**Data for this task:**

— Start —

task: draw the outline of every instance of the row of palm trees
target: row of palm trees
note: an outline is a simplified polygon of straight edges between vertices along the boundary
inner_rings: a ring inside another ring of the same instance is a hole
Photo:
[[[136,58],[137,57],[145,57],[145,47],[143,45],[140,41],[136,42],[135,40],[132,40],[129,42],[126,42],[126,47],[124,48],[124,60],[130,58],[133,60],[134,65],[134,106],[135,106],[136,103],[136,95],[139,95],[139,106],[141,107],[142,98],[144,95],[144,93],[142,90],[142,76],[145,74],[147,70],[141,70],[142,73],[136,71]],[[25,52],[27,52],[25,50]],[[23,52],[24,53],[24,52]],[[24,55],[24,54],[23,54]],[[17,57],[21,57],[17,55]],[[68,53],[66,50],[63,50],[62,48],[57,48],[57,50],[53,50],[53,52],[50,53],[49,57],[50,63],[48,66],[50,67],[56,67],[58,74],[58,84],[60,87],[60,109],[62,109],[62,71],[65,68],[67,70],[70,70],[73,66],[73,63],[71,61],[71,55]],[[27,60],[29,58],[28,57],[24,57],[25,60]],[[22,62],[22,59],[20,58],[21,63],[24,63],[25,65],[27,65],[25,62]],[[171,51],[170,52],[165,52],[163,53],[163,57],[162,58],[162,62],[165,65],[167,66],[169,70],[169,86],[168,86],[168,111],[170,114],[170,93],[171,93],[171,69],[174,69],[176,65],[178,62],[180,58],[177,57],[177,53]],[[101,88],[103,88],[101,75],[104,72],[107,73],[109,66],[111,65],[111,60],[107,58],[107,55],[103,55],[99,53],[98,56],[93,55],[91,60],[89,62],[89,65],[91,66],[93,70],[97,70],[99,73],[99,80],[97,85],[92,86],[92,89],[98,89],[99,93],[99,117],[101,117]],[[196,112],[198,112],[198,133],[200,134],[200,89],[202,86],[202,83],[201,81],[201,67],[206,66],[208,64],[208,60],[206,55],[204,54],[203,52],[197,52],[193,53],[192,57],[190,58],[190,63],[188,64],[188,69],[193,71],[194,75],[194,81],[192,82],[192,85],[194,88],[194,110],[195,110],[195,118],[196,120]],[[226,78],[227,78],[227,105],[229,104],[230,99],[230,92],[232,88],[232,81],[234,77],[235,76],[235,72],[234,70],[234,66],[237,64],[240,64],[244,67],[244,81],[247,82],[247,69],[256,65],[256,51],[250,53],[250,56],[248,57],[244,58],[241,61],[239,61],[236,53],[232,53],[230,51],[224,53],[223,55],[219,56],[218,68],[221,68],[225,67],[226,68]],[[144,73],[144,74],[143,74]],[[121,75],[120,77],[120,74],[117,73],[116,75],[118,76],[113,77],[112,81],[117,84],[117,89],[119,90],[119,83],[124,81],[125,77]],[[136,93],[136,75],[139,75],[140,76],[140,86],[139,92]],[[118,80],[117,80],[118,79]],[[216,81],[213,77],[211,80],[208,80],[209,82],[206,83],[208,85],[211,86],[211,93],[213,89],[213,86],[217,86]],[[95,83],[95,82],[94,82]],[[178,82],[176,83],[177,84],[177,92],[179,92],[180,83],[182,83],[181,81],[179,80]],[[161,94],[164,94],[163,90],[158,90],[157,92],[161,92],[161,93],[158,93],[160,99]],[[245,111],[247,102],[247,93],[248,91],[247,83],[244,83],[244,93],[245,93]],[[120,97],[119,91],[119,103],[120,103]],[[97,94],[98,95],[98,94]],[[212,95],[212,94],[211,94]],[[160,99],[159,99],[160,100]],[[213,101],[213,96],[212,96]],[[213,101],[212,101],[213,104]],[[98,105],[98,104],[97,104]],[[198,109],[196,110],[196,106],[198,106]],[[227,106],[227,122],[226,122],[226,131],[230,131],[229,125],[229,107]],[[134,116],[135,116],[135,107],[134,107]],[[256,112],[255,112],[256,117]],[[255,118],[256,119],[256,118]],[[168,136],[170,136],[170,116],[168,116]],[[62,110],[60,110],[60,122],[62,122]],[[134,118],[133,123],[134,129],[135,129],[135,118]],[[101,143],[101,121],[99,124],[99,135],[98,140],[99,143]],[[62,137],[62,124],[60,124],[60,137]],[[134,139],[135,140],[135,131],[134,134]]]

— End —

**Exercise instructions:** Collect every line of the records that contains the word "instance" and copy each of those lines.

**Final result:**
task: draw the outline of every instance of the row of palm trees
inner_rings: a ring inside another ring of the same instance is a hole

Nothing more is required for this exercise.